-------- Records to use --------

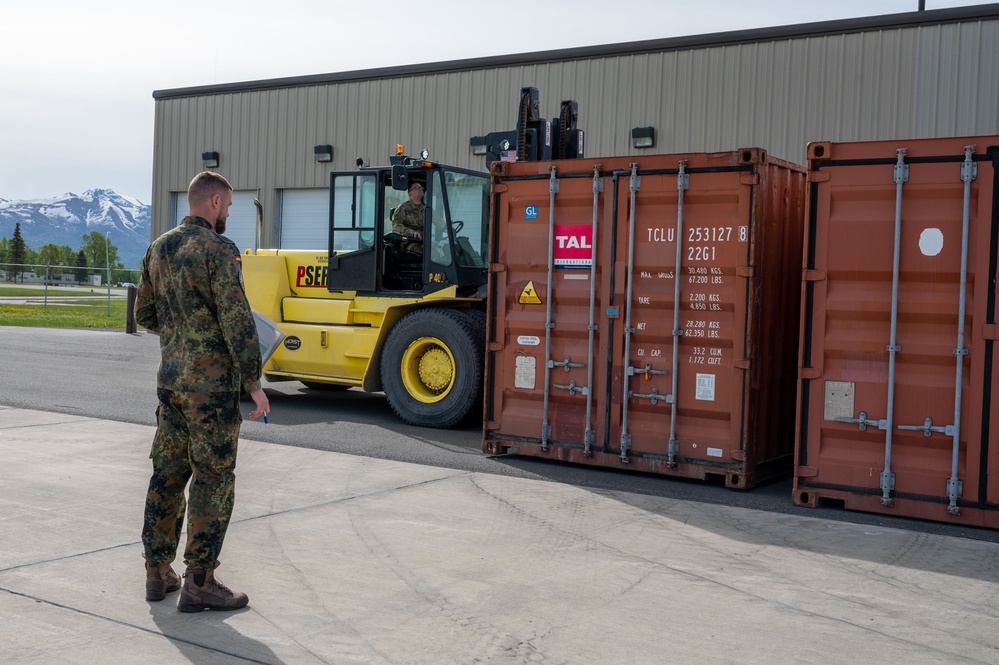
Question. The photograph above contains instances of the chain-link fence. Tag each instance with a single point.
(66, 276)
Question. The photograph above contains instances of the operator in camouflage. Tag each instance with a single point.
(191, 295)
(407, 220)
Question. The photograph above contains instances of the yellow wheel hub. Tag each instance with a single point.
(428, 370)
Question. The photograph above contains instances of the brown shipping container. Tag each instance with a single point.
(643, 313)
(896, 383)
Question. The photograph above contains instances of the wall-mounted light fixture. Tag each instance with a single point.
(643, 137)
(478, 145)
(324, 153)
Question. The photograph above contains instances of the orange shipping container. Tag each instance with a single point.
(643, 313)
(898, 326)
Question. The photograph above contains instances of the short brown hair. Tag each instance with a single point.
(204, 186)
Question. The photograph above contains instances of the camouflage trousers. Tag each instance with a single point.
(196, 440)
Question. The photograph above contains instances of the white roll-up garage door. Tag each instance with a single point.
(241, 227)
(305, 218)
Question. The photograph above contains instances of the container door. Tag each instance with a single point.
(897, 319)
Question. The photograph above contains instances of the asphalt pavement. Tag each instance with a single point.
(349, 559)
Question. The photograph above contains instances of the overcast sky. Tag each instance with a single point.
(76, 107)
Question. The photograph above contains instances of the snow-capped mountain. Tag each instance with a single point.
(65, 219)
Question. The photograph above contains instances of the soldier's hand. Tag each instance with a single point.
(263, 404)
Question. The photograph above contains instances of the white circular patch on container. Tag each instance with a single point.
(931, 242)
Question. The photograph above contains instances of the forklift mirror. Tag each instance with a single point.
(400, 177)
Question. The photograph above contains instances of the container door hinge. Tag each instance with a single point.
(813, 275)
(955, 490)
(673, 450)
(625, 446)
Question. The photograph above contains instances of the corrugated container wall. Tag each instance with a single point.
(858, 85)
(898, 388)
(641, 313)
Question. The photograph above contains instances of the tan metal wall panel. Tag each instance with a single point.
(914, 82)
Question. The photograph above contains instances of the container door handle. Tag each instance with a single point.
(863, 422)
(927, 428)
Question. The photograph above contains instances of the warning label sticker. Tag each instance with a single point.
(529, 296)
(524, 376)
(705, 387)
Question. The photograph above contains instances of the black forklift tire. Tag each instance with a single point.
(432, 367)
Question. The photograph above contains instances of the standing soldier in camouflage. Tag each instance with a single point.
(191, 294)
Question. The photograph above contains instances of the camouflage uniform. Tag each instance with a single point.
(190, 294)
(408, 217)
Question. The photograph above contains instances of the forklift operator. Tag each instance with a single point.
(408, 217)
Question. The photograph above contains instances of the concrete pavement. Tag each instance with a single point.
(357, 560)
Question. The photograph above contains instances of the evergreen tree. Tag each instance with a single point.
(18, 254)
(81, 267)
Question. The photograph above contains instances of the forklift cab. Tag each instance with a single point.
(368, 257)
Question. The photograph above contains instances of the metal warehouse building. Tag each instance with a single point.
(913, 75)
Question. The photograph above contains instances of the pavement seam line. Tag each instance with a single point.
(246, 519)
(82, 419)
(125, 624)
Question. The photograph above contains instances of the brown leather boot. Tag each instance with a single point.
(160, 580)
(202, 591)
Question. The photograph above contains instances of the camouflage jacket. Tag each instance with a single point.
(408, 217)
(190, 294)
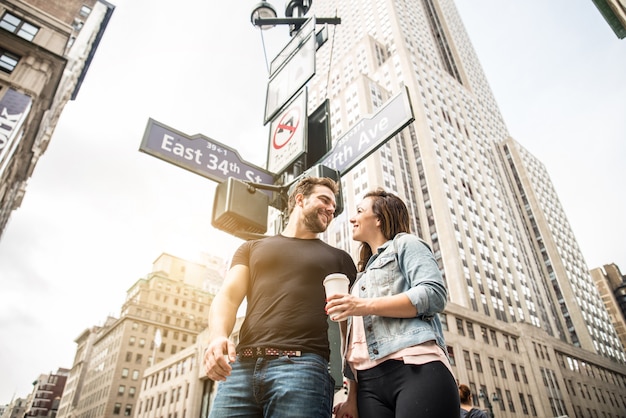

--------

Exercise goal: Pick out each line above that contains the string "shipping" and copy it out in full. Only matches with the same capitalization count.

Answer to the exercise:
Question. The photograph above contains instances of the brown shipping container. Tag each instance with a single point.
Question. The photograph above contains instances of the orange shipping container. Tag each instance with a single point.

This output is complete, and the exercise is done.